AIM 1 |
Retype the bag-of-words question from "s<-remove_stopwords(dfd, words, lines" up to and including "preserve_intra_word_dashes = FALSE)".
AIM 2 |
Which CSV file names appear in the prose of the bag-of-words question, before its code starts?
AIM 3 |
According to the bag-of-words question, what does yelpp contain?

SOURCE |
--------------------

Compare the bag of words in two document and find the matching word and their frequency in second document

Question

I have calculated the bag of words for 'yelp.csv', 'yelpp.csv', 'yelpn.csv' and created the matrix of individuals dataset's word frequency. Now, I want to compare the bag of words of yelp with yelpn and check how many words in yelp appears in yelpn and their frequency and store it in a variable as matrix, then same for yelpp. The yelp contains both the positive and negative. yelpp, only the positive and yelpn, only the negative. can anyone complete the code? i donno whether this code is relevant,i hope so.

getwd()
setwd("/Users/ash/RProjects/exc")
getwd()
df <- read.csv("yelp.CSV",header = TRUE,quote="\"",stringsAsFactors= TRUE,
           strip.white = TRUE)
df
dfd<-as.character(df[,2])
dfd
df2<-as.character(df[,1])
df2
words <- readLines(system.file("stopwords", "english.dat",
                           package = "tm"))
s<-remove_stopwords(dfd, words, lines = TRUE)
s
print(paste("****Stopwords are removed successfully****"))
n<-removeNumbers(s)
n
t<-removePunctuation(n, preserve_intra_word_dashes = FALSE)
t

#pos
dfp <- read.csv("yelpp.CSV",header = TRUE,quote="\"",stringsAsFactors= TRUE,
           strip.white = TRUE)
dfp
dfdp<-as.character(dfp[,2])
dfdp
df2p<-as.character(dfp[,1])
df2p
wordsp <- readLines(system.file("stopwords", "english.dat",
                           package = "tm"))
sp<-remove_stopwords(dfdp, words, lines = TRUE)
sp
print(paste("****Stopwords are removed successfully****"))

--------------------

Source records:
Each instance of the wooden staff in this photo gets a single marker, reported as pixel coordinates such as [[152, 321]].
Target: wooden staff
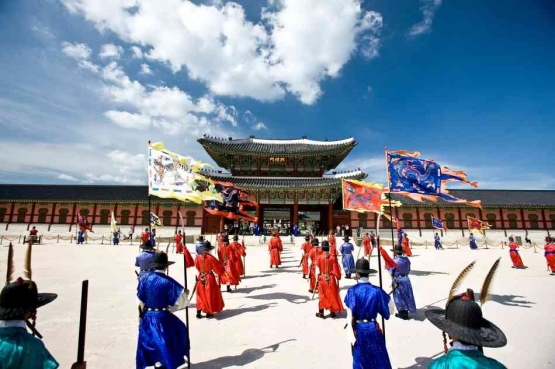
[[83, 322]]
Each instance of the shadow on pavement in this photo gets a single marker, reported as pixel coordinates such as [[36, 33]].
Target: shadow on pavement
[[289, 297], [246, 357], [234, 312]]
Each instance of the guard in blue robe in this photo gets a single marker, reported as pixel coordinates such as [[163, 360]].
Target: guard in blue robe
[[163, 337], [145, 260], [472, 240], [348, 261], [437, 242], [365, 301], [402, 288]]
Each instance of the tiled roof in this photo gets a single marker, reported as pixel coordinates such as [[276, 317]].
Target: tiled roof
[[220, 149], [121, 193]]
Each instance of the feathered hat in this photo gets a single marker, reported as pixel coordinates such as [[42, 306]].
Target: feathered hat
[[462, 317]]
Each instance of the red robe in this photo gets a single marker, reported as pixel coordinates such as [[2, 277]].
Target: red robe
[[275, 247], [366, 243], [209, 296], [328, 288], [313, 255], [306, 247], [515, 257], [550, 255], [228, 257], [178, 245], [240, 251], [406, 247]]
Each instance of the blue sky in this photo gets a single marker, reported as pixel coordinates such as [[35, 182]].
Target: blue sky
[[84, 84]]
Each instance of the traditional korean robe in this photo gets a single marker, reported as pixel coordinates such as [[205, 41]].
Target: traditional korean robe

--------------------

EXERCISE ANSWER 1 |
s<-remove_stopwords(dfd, words, lines = TRUE)
s
print(paste("****Stopwords are removed successfully****"))
n<-removeNumbers(s)
n
t<-removePunctuation(n, preserve_intra_word_dashes = FALSE)

EXERCISE ANSWER 2 |
yelp.csv
yelpp.csv
yelpn.csv

EXERCISE ANSWER 3 |
Only the positive.